GOAL OF THE EXERCISE:
Exclude the pictures; give every entry again exactly as written.

Records
------------------------------------------------------------

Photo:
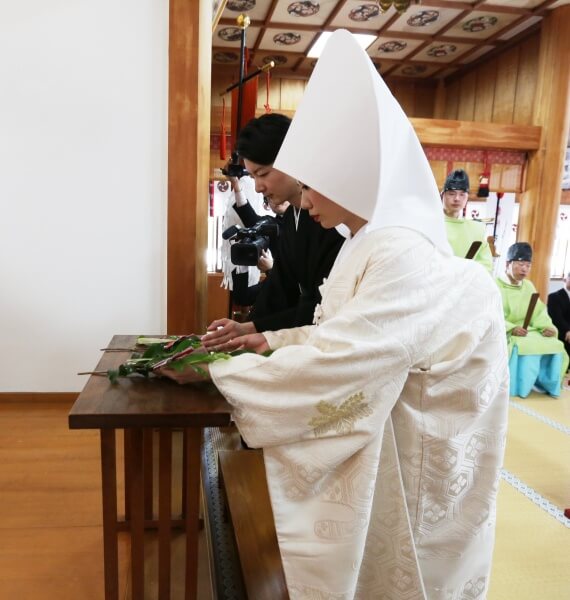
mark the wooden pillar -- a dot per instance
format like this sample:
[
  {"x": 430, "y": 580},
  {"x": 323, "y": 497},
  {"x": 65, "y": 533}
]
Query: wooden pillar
[
  {"x": 439, "y": 106},
  {"x": 540, "y": 202},
  {"x": 190, "y": 52}
]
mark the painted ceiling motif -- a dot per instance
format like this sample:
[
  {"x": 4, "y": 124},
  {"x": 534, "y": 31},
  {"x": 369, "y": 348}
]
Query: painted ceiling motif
[{"x": 433, "y": 38}]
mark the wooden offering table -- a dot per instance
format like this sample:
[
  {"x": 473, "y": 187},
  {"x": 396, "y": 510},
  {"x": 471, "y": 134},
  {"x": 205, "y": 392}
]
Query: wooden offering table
[{"x": 140, "y": 406}]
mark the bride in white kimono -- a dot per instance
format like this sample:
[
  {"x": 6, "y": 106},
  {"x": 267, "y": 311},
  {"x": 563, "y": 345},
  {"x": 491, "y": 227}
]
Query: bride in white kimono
[{"x": 383, "y": 424}]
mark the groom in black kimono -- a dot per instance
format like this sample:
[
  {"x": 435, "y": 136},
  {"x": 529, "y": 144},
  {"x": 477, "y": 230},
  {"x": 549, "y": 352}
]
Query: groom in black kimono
[
  {"x": 559, "y": 311},
  {"x": 306, "y": 251}
]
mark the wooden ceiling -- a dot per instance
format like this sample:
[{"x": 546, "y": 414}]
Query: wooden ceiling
[{"x": 433, "y": 39}]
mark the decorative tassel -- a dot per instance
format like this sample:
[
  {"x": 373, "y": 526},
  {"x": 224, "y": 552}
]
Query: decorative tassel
[
  {"x": 223, "y": 149},
  {"x": 266, "y": 105},
  {"x": 483, "y": 191}
]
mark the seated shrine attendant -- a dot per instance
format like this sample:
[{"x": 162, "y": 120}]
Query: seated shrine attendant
[
  {"x": 461, "y": 233},
  {"x": 537, "y": 357}
]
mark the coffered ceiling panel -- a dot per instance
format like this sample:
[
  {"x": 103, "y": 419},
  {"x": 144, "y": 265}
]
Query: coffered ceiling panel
[
  {"x": 305, "y": 13},
  {"x": 442, "y": 52},
  {"x": 425, "y": 21},
  {"x": 392, "y": 48},
  {"x": 432, "y": 39},
  {"x": 356, "y": 15},
  {"x": 481, "y": 25},
  {"x": 286, "y": 40}
]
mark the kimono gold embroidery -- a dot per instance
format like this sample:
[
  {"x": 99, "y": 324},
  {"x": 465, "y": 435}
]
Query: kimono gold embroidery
[{"x": 340, "y": 418}]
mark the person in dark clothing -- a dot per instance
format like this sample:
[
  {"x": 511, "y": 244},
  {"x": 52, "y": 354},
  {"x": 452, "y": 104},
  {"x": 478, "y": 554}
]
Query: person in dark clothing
[
  {"x": 306, "y": 252},
  {"x": 243, "y": 293},
  {"x": 559, "y": 311}
]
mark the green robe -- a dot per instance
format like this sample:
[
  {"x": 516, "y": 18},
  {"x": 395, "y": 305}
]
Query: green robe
[
  {"x": 461, "y": 233},
  {"x": 515, "y": 305}
]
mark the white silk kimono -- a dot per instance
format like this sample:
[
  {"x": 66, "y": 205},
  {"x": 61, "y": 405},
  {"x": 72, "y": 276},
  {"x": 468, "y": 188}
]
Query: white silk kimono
[{"x": 383, "y": 426}]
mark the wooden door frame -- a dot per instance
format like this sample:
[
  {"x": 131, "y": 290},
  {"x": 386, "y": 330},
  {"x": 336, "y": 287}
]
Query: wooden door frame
[{"x": 189, "y": 99}]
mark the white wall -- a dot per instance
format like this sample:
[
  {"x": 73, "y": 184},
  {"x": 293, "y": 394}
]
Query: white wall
[{"x": 83, "y": 149}]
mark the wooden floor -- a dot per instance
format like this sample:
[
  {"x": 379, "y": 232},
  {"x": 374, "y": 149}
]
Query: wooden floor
[{"x": 50, "y": 508}]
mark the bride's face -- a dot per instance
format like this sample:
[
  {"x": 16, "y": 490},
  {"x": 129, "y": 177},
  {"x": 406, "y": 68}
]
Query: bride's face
[{"x": 326, "y": 212}]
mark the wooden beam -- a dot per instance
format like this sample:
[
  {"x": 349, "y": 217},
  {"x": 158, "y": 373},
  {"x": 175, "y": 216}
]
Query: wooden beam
[
  {"x": 470, "y": 134},
  {"x": 539, "y": 204},
  {"x": 190, "y": 57}
]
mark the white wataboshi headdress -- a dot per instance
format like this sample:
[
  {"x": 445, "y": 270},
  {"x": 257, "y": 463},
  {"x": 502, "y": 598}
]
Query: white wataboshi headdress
[{"x": 351, "y": 142}]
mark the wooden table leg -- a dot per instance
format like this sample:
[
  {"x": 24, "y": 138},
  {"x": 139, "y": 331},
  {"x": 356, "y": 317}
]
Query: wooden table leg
[
  {"x": 137, "y": 514},
  {"x": 110, "y": 540},
  {"x": 127, "y": 470},
  {"x": 148, "y": 444},
  {"x": 164, "y": 512},
  {"x": 192, "y": 438}
]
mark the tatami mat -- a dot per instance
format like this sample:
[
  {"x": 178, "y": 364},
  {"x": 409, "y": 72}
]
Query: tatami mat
[{"x": 532, "y": 552}]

------------------------------------------------------------

FULL RESPONSE:
Photo:
mark the wooden pillar -- a dot per instance
format like this sample:
[
  {"x": 430, "y": 580},
  {"x": 323, "y": 497},
  {"x": 65, "y": 533}
]
Query: wooden pillar
[
  {"x": 439, "y": 106},
  {"x": 540, "y": 202},
  {"x": 190, "y": 52}
]
mark the painted ceiling motif -- a dot per instance
format like this sample:
[
  {"x": 4, "y": 124},
  {"x": 534, "y": 31},
  {"x": 369, "y": 348}
]
Query: painted ceiling motif
[{"x": 433, "y": 38}]
mark the wooden offering table -- a dot per instance
format like this sample:
[
  {"x": 473, "y": 187},
  {"x": 396, "y": 510},
  {"x": 471, "y": 134},
  {"x": 205, "y": 392}
]
Query: wooden offering table
[{"x": 140, "y": 406}]
mark the bride in white kimono -- a dot per instance
format like this sample:
[
  {"x": 6, "y": 106},
  {"x": 267, "y": 311},
  {"x": 563, "y": 345},
  {"x": 491, "y": 227}
]
Query: bride in white kimono
[{"x": 383, "y": 424}]
mark the groom in black kimono -- a dot per instance
format like this sample:
[
  {"x": 435, "y": 136},
  {"x": 529, "y": 144},
  {"x": 477, "y": 230},
  {"x": 549, "y": 352}
]
Query: groom in black kimono
[
  {"x": 559, "y": 311},
  {"x": 306, "y": 251}
]
mark the wooden ceiling -- a dot per instance
format like this sample:
[{"x": 546, "y": 414}]
Query: wooden ceiling
[{"x": 433, "y": 39}]
mark the decorative tassel -- a dot per instance
format like this sample:
[
  {"x": 373, "y": 526},
  {"x": 224, "y": 552}
]
Query: decorative tassel
[
  {"x": 223, "y": 149},
  {"x": 266, "y": 105},
  {"x": 483, "y": 191}
]
mark the seated shrine attendant -- a dot per instance
format like this sample:
[{"x": 162, "y": 120}]
Query: seated shrine attendant
[
  {"x": 461, "y": 233},
  {"x": 537, "y": 357}
]
mark the coffered ceiling panel -- a dot per instance
format like this sample:
[
  {"x": 103, "y": 419},
  {"x": 144, "y": 265}
]
Query: coffered ceiling panel
[
  {"x": 305, "y": 13},
  {"x": 442, "y": 52},
  {"x": 425, "y": 21},
  {"x": 392, "y": 48},
  {"x": 432, "y": 39},
  {"x": 356, "y": 15},
  {"x": 481, "y": 25},
  {"x": 286, "y": 40}
]
mark the kimono gold embroidery -- a dot per instance
format like this sample:
[
  {"x": 99, "y": 324},
  {"x": 465, "y": 435}
]
Query: kimono gold embroidery
[{"x": 340, "y": 418}]
mark the person in dark clothing -- a dot per instance
format like this sample:
[
  {"x": 511, "y": 244},
  {"x": 52, "y": 354},
  {"x": 452, "y": 104},
  {"x": 478, "y": 554}
]
Query: person in dark clothing
[
  {"x": 306, "y": 252},
  {"x": 243, "y": 293},
  {"x": 559, "y": 311}
]
mark the green robe -- a dot per instance
format like this sample:
[
  {"x": 516, "y": 18},
  {"x": 395, "y": 305}
]
Query: green robe
[
  {"x": 461, "y": 233},
  {"x": 515, "y": 305}
]
mark the white silk kimono -- a dot per instance
format like this sample:
[
  {"x": 66, "y": 205},
  {"x": 61, "y": 405},
  {"x": 72, "y": 276},
  {"x": 468, "y": 188}
]
Query: white silk kimono
[{"x": 383, "y": 426}]
mark the wooden door frame -- a dot per instance
format like this sample:
[
  {"x": 131, "y": 290},
  {"x": 386, "y": 330},
  {"x": 336, "y": 287}
]
Query: wooden door frame
[{"x": 189, "y": 99}]
mark the white wall -- a dot per instance
format like this sample:
[
  {"x": 73, "y": 184},
  {"x": 293, "y": 394}
]
Query: white wall
[{"x": 83, "y": 149}]
mark the wooden floor -- a dot per instance
format like this sample:
[
  {"x": 379, "y": 232},
  {"x": 374, "y": 149}
]
Query: wooden floor
[{"x": 50, "y": 508}]
mark the bride's face -- a dot per instance
format like this sample:
[
  {"x": 16, "y": 490},
  {"x": 129, "y": 177},
  {"x": 406, "y": 68}
]
Query: bride's face
[{"x": 326, "y": 212}]
mark the wooden beam -- a dot per instance
format like this sample:
[
  {"x": 349, "y": 217},
  {"x": 158, "y": 373},
  {"x": 175, "y": 216}
]
Query: wooden beam
[
  {"x": 470, "y": 134},
  {"x": 539, "y": 204},
  {"x": 190, "y": 57}
]
mark the white wataboshi headdress -- a dot per instance
format like this sample:
[
  {"x": 445, "y": 270},
  {"x": 257, "y": 463},
  {"x": 502, "y": 598}
]
Query: white wataboshi headdress
[{"x": 351, "y": 142}]
mark the wooden table leg -- a dot per instance
format like this sample:
[
  {"x": 24, "y": 138},
  {"x": 139, "y": 331},
  {"x": 356, "y": 317}
]
Query: wooden table leg
[
  {"x": 137, "y": 514},
  {"x": 110, "y": 540},
  {"x": 127, "y": 470},
  {"x": 148, "y": 444},
  {"x": 164, "y": 512},
  {"x": 192, "y": 438}
]
mark the tatami mat -- a dot per instance
format like this sample:
[
  {"x": 178, "y": 364},
  {"x": 409, "y": 72}
]
Query: tatami mat
[{"x": 532, "y": 552}]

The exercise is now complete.